→ **Task list**
a) In the patient escort article, at which hospital did the nursing assistant work?
b) Write the next part of the patient escort article, picking up after its final sentence.

→ **Extracted text**
================================

PATIENT ESCORT How many staff members typically help patients into their cars at your facility?

How many nurses would you assign to transfer an elderly total knee patient from a wheelchair to a car? What if the patient is diabetic, has been given opioids twice that day, has zero degrees of extension and only 67 degrees of flexion, and says her pain is a 10?

A Kansas hospital that assigned only one nursing assistant to do the job — with disastrous results — appears fortunate that an obvious miscalculation on the part of the patient's lawyer has, at least so far, saved it from having to answer accusations of negligence. The elderly patient in question fell while trying to get into the car and sustained numerous injuries.

The patient, Jaclan Lanam, says Kelly Zoglman, a nursing assistant at Hutchinson Regional Medical Center, helped her stand up next to the car, but then began talking to other people and became distracted, court records show. According to Ms. Lanam, Ms. Zoglman eventually said, "OK," and Ms. Lanam took it as a cue to turn and try to sit in the car. Instead, court records show she tumbled to the pavement, causing Ms. Zoglman to say, "I knew I should have brought somebody else with me."

Court records further show that Ms. Zoglman says she'd explained to Ms. Lanam that she planned to help her scoot back toward the car, sit her on the car seat, swing her legs in and turn her forward. Instead, she says, Ms. Lanam suddenly lifted her left leg, thus putting all her weight on the knee that had just been replaced, and fell.

Negligence?

The case ended in a mistrial after it became unclear what exactly the patient's lawyer was alleging. Was it a case of simple negligence — letting a patient fall — or did it involve area that would require expert testimony?

================================

→ **Records shown**
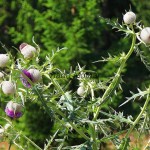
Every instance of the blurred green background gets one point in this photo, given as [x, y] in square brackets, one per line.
[74, 24]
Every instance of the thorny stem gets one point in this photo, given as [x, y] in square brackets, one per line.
[114, 82]
[31, 142]
[139, 116]
[61, 114]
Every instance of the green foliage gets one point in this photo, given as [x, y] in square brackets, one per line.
[77, 26]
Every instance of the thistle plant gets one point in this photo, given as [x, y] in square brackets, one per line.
[79, 113]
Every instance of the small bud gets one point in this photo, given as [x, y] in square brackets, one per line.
[1, 133]
[7, 125]
[129, 17]
[27, 50]
[3, 60]
[8, 87]
[13, 109]
[80, 91]
[36, 76]
[145, 35]
[1, 75]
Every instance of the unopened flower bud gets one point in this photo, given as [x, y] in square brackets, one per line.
[27, 50]
[145, 35]
[24, 80]
[1, 132]
[36, 76]
[3, 60]
[13, 109]
[8, 87]
[7, 125]
[81, 91]
[129, 17]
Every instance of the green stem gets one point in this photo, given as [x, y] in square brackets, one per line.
[94, 145]
[115, 82]
[60, 113]
[138, 117]
[31, 142]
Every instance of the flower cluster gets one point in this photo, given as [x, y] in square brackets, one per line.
[27, 77]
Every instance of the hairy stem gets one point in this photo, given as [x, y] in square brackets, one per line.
[139, 116]
[115, 82]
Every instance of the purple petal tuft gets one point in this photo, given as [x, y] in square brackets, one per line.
[13, 114]
[24, 81]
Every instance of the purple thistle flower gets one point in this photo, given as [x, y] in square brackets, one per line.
[24, 81]
[13, 114]
[13, 110]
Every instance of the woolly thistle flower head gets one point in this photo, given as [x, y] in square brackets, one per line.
[13, 109]
[81, 91]
[129, 17]
[1, 75]
[8, 87]
[1, 133]
[24, 80]
[4, 58]
[27, 50]
[145, 35]
[36, 76]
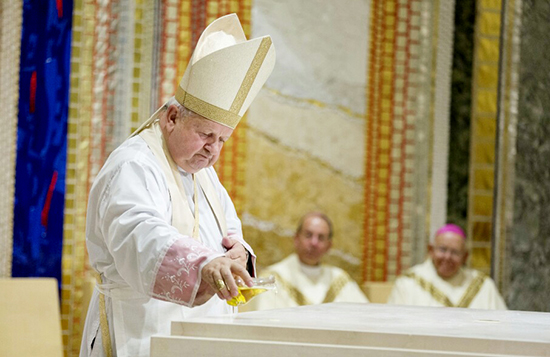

================================

→ **Answers for this exercise**
a) Hutchinson Regional Medical Center

b)
At a pretrial hearing, Ms. Lanam's lawyer, Matthew Bretz, asserted that Ms. Lanam fell because Ms. Zoglman dropped her. It was simple negligence, in other words, he said, and he wasn't planning to provide an expert, because no expert was needed to explain the common knowledge that dropping an elderly woman who has just had major surgery is a bad thing. The judge said that was fine, but cautioned Mr. Bretz, in that case, not to refer to the hospital's policies and procedures as "safety rules" during the trial, because doing so would call into question areas that do require expert testimony — areas related to the appropriate standard of care for moving a patient who's diabetic, who's on pain meds, who could only walk 130 feet with a front-wheel walker and who'd just had a knee replaced. Whether her condition required 1, 2, or 3 CNAs is not a matter of common knowledge, said the judge.

But when the trial began, Mr. Bretz immediately stepped out of bounds, saying in his opening statement, "What brings us to this courtroom today ... are the safety requirements that protect patients when they go to the hospital" and that "if it's safer to have 2 people transfer a lady who has just had a knee replacement, then that's how it needs to be done."

The hospital objected, arguing that the patient's lawyer had violated the edict set out by the judge (even if he'd said "safety requirements" instead of "safety rules") and in so doing had thrust the case into an area that required expert testimony, which Mr. Bretz did not plan to provide. The judge agreed and reluctantly declared a mistrial. On appeal, the mistrial ruling was upheld.

Rachel Lomas, the hospital's lawyer, says Ms. Lanam may still petition the Kansas Supreme Court for review, but that she does not know whether she plans to do so. A call to Mr. Bretz was not returned. Nor did the hospital return a call seeking comment.